> [INSTRUCTIONS TO FOLLOW]
The reply to the records below should contain exactly the lines from the line with "Target: butterfly wing" through the line with "[[317, 191], [522, 26], [586, 197], [507, 313]]", and nothing besides.

── RECORD EXCERPTS

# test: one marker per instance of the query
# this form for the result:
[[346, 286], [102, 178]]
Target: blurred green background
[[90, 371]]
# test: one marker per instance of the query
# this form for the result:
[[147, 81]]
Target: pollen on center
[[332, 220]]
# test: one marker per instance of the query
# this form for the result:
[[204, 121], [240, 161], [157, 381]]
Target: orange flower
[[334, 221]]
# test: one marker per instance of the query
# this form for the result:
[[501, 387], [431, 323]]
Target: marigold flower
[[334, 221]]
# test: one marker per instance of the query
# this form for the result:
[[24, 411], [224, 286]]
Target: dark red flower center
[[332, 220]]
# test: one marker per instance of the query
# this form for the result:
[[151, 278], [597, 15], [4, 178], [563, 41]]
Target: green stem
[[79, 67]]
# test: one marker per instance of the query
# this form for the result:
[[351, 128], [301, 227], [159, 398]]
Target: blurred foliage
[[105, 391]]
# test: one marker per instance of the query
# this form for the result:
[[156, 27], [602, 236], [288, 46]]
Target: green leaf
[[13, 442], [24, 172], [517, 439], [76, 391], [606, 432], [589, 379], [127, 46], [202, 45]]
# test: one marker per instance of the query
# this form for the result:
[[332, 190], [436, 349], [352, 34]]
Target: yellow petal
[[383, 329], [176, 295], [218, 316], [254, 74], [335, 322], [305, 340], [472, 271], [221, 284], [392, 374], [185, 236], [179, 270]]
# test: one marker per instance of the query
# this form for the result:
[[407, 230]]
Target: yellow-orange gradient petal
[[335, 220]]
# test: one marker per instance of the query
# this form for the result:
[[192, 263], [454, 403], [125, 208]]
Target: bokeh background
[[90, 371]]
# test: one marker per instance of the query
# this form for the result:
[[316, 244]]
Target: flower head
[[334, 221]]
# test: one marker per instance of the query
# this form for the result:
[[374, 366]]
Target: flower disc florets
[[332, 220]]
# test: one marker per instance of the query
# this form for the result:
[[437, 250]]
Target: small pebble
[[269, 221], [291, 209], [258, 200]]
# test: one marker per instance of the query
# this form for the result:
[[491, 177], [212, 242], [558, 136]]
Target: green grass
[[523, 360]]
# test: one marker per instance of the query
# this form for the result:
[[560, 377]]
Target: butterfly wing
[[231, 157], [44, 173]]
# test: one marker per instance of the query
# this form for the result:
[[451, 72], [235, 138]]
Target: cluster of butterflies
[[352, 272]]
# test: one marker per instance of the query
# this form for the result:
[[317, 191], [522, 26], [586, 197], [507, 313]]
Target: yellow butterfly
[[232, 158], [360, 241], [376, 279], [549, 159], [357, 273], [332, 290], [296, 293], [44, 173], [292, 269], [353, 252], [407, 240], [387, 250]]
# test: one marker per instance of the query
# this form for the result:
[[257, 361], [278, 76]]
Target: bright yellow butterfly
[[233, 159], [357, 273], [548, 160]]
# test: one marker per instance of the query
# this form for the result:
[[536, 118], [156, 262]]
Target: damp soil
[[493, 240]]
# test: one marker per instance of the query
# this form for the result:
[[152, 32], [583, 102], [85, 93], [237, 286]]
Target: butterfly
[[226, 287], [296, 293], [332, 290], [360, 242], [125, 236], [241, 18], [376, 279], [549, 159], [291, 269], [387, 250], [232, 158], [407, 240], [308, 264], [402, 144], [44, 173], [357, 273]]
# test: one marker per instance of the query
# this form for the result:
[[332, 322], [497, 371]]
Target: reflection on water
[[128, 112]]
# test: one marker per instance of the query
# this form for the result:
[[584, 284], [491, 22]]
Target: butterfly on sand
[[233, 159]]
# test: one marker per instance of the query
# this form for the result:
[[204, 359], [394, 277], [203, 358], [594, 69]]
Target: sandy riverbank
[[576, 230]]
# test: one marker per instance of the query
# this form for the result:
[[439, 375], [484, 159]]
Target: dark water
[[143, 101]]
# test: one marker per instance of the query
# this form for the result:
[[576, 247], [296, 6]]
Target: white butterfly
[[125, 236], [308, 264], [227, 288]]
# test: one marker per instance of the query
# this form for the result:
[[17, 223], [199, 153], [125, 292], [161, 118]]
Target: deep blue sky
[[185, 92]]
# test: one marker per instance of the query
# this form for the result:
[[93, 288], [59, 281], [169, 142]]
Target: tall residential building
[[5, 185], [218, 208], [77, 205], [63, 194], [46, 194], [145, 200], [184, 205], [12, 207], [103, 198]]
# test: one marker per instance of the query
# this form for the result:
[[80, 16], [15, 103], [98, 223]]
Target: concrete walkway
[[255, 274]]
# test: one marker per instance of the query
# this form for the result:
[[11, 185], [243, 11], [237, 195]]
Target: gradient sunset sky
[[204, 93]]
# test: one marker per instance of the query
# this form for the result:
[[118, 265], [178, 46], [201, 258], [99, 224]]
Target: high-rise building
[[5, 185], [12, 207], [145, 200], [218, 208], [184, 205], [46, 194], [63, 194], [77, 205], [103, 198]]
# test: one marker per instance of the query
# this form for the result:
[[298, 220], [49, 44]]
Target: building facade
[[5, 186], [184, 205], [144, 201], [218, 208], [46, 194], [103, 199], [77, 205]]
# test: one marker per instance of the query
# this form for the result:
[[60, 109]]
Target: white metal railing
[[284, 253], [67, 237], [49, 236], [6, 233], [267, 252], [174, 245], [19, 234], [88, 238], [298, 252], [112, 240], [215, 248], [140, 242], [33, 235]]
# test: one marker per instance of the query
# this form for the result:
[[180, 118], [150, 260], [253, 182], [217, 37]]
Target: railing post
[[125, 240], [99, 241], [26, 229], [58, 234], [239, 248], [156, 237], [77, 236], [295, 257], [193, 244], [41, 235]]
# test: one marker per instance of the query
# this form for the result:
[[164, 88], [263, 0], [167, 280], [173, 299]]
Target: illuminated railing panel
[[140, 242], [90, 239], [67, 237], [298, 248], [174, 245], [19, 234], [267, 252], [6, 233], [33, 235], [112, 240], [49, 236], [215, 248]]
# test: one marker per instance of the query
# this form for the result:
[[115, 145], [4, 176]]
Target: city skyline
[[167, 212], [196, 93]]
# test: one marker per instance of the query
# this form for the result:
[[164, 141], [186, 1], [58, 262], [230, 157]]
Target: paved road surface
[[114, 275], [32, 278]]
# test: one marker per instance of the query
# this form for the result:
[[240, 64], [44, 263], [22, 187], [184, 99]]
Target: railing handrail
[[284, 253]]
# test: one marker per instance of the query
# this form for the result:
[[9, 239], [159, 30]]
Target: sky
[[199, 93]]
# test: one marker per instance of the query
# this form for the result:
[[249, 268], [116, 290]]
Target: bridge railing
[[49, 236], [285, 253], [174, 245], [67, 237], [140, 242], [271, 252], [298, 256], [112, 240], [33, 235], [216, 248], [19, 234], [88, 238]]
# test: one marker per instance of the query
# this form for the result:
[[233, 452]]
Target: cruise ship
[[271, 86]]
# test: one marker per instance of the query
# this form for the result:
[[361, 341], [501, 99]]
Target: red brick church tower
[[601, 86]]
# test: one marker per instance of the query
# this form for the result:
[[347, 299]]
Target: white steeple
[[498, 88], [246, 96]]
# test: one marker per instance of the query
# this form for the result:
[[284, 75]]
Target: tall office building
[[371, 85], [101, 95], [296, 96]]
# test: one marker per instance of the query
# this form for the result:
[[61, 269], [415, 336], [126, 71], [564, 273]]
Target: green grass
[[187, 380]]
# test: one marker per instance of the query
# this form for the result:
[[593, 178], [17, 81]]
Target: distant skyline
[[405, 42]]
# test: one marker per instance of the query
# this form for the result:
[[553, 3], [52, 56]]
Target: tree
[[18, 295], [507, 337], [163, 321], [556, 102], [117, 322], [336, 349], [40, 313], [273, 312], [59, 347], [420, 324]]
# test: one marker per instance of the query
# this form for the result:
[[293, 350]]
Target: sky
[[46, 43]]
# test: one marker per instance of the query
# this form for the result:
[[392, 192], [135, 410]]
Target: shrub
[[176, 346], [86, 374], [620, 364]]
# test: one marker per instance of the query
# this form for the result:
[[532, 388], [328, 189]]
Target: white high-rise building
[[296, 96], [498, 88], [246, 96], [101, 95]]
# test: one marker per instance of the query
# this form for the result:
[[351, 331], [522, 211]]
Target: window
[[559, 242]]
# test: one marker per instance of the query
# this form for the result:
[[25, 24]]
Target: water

────

> [RESPONSE]
Target: butterfly wing
[[231, 157], [44, 173]]
# test: one marker per instance of the query
# this form for the result:
[[451, 72], [235, 138]]
Target: cluster of butterflies
[[352, 272]]
# test: one marker per instance of the query
# this form for the result:
[[317, 191], [522, 26], [586, 197], [507, 313]]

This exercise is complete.